▶ [WORK TO COMPLETE]: Your answer must contain each line of the listing in which "point" appears, copied in full.

▶ [DATA PROVIDED]:
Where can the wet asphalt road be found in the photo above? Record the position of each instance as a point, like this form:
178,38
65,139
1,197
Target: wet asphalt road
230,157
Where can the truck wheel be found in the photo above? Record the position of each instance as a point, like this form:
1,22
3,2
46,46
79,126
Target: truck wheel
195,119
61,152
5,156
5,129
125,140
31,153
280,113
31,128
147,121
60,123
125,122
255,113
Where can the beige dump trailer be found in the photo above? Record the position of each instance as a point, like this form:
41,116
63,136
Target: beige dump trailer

▶ [OUTPUT FOR THIS EXERCISE]:
Where can the wet asphalt road be found in the photo above? Record the position of each instance as a point, like this form:
Where can the truck wheel be found in the photo above? Record the position of each instance as a point, like this form:
Where can the beige dump trailer be found in the photo above? Record the position of each instance as a point, like this form:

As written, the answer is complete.